## WHAT YOU ARE ASKED TO DO:
Find each line in the material below that contains the word "coffee", and copy all of those lines.

## DATA LISTING:
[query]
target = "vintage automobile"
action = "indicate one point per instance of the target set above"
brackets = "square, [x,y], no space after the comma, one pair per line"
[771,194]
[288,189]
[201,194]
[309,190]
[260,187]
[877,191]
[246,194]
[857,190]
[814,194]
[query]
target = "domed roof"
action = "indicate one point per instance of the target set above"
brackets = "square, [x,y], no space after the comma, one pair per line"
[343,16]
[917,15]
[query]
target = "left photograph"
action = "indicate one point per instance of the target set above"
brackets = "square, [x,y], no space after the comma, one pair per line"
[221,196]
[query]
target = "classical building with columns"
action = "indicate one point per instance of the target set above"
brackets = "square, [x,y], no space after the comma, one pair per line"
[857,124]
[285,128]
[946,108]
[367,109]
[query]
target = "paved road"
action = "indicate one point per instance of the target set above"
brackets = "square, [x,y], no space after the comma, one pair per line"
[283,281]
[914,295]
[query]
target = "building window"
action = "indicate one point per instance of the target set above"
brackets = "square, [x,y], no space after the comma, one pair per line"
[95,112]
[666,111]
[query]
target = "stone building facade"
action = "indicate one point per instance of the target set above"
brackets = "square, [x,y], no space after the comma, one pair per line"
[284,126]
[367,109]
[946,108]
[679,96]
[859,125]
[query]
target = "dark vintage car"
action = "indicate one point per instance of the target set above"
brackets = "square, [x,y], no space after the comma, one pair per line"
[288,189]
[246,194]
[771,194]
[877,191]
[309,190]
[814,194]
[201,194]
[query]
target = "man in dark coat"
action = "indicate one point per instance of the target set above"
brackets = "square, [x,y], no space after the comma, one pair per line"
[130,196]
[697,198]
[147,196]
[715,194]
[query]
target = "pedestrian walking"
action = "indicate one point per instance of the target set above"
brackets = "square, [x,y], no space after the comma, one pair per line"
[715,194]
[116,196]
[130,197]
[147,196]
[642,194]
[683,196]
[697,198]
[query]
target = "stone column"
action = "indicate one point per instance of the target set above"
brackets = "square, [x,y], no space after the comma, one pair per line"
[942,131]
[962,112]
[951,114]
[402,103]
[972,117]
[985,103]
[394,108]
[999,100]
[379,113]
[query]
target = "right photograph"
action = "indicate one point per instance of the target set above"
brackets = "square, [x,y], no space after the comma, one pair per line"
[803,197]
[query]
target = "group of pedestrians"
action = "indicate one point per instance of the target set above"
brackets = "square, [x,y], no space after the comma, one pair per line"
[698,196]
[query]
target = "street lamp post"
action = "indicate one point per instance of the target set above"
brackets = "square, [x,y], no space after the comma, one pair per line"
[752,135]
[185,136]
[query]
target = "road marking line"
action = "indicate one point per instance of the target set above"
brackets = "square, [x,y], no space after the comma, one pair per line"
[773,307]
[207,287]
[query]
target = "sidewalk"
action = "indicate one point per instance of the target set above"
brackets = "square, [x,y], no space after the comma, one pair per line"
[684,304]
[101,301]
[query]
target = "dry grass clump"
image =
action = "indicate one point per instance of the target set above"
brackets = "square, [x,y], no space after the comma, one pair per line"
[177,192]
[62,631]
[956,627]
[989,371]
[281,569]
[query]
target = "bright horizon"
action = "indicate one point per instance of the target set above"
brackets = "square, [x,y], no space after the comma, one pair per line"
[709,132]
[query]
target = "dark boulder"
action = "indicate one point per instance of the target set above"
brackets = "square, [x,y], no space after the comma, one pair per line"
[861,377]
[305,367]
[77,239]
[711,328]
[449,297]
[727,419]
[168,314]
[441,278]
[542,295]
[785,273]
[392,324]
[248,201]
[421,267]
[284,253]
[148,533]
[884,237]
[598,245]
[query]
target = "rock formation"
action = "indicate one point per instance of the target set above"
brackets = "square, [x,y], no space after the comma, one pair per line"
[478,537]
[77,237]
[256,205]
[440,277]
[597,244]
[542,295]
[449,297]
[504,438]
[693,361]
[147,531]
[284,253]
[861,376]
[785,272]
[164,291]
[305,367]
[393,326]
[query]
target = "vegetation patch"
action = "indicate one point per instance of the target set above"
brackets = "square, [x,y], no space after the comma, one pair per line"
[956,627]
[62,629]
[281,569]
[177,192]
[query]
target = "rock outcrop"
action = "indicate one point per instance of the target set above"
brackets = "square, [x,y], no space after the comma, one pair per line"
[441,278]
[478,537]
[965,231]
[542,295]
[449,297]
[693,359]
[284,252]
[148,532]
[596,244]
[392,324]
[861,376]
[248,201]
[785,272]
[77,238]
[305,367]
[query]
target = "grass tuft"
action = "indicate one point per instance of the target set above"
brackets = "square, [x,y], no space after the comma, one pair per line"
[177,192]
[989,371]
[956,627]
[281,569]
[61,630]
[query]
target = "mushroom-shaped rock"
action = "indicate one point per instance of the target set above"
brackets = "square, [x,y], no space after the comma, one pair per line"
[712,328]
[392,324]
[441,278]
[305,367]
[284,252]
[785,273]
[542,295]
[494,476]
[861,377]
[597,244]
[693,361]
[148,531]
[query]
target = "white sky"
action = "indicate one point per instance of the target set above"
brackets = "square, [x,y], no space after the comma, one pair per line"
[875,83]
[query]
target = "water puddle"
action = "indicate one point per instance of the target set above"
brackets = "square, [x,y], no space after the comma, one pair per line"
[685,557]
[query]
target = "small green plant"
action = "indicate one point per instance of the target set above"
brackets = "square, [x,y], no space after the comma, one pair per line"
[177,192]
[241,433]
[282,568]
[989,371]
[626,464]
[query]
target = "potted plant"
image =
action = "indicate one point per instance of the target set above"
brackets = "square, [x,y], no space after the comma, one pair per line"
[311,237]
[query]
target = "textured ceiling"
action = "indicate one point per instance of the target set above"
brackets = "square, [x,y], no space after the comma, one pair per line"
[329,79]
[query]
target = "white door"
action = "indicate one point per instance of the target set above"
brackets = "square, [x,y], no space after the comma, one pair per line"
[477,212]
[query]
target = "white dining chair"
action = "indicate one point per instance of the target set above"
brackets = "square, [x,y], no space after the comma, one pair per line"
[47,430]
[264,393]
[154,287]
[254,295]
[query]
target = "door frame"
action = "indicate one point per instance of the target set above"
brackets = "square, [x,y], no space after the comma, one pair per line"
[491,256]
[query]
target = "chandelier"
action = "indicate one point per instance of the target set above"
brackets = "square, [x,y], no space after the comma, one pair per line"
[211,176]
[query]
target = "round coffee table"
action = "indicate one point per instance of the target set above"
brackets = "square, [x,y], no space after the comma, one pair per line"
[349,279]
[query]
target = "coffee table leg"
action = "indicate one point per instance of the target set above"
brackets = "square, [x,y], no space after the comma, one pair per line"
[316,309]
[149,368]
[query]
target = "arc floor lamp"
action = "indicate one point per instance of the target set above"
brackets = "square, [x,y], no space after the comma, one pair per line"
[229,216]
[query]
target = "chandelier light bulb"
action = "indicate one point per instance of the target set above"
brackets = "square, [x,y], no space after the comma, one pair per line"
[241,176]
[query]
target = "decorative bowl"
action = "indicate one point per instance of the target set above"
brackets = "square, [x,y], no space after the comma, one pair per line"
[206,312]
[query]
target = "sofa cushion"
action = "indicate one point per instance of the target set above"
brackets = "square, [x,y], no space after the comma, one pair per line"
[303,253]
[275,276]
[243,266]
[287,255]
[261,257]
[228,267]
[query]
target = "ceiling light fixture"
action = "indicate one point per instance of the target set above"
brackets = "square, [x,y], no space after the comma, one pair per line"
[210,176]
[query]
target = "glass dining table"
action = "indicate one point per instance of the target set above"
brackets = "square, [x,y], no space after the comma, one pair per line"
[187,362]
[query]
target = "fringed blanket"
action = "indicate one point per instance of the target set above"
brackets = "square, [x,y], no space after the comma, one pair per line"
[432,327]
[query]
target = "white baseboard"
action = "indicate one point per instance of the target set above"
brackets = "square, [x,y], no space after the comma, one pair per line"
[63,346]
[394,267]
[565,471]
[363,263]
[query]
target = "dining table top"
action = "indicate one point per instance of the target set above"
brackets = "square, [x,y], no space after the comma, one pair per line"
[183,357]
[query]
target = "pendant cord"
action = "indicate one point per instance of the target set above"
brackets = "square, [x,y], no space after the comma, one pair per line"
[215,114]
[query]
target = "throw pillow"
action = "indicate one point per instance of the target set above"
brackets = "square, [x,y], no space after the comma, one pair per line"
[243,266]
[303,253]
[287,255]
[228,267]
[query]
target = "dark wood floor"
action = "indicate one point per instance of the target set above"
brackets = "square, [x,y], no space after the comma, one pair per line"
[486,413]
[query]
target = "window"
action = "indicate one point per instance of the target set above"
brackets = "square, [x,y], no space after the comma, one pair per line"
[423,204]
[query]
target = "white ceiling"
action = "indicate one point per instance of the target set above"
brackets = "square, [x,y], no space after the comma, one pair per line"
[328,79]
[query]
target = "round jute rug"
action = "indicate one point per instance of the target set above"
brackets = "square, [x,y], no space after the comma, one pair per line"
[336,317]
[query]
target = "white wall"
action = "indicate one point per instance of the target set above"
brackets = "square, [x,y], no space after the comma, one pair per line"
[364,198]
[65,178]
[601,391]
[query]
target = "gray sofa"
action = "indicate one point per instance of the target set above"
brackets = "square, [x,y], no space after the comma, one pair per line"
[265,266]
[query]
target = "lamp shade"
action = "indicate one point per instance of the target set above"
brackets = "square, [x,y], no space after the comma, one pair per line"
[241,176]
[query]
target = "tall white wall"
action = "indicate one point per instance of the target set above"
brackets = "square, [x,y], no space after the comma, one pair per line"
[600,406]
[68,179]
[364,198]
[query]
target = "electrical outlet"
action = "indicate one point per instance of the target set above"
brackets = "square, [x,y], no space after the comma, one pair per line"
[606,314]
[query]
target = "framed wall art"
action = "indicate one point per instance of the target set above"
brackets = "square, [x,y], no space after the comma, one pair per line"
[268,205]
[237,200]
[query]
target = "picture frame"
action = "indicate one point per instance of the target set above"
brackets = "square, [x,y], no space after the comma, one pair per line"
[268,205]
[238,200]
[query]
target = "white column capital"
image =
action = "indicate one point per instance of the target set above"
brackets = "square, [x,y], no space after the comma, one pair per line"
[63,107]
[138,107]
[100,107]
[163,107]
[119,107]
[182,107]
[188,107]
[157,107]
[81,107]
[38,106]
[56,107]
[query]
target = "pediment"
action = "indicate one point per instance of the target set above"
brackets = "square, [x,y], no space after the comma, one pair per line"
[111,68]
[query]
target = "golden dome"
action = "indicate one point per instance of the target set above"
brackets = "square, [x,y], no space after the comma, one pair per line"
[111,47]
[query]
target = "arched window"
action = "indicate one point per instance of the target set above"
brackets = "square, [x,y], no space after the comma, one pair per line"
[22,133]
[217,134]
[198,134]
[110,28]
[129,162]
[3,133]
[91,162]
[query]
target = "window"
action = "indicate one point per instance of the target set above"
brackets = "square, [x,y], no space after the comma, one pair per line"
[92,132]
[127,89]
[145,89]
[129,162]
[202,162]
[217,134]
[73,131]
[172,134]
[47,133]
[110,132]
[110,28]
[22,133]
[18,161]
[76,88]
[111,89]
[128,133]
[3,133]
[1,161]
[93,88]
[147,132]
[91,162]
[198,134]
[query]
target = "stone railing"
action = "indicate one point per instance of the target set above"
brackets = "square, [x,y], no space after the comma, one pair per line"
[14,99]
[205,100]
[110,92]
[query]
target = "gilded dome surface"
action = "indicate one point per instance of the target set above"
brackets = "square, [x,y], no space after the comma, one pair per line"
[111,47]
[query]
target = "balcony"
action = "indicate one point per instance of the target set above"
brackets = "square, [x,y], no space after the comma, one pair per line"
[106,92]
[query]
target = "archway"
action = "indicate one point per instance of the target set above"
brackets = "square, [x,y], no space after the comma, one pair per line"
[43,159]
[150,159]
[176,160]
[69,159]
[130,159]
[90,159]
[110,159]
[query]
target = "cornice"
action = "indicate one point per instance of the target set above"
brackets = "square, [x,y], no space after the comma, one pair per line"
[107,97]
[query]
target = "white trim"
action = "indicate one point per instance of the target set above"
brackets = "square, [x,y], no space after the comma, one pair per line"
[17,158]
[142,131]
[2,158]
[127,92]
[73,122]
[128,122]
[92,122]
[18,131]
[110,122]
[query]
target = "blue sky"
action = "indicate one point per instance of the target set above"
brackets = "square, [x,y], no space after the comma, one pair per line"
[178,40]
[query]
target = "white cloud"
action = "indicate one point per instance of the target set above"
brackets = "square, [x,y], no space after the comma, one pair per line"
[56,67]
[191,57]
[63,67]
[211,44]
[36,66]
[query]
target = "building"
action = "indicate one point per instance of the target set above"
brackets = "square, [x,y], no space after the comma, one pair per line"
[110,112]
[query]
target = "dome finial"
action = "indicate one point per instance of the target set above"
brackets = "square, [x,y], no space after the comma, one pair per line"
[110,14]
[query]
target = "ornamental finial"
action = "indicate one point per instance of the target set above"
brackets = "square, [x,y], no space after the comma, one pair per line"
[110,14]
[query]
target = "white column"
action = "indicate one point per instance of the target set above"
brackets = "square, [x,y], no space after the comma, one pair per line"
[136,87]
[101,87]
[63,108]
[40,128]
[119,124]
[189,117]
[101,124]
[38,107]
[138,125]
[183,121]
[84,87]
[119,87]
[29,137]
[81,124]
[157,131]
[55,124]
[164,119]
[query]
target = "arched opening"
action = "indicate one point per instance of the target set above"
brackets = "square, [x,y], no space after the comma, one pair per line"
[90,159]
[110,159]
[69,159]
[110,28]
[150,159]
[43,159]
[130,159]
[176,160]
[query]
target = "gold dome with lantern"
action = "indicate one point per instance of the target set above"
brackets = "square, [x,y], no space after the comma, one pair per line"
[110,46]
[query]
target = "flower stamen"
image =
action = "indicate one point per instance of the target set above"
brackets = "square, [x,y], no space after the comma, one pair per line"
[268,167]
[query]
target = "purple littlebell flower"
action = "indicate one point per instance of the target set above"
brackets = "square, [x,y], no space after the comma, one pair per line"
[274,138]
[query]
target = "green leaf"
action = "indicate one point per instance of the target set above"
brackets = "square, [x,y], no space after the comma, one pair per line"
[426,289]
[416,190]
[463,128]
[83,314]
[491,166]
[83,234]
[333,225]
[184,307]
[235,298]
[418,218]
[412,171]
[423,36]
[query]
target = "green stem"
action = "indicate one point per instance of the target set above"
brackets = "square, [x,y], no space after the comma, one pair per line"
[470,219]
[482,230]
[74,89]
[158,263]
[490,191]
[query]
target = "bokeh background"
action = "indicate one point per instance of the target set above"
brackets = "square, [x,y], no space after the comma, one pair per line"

## ANSWER TO THIS PROBLEM:
target = "round coffee table"
target = "coffee table leg"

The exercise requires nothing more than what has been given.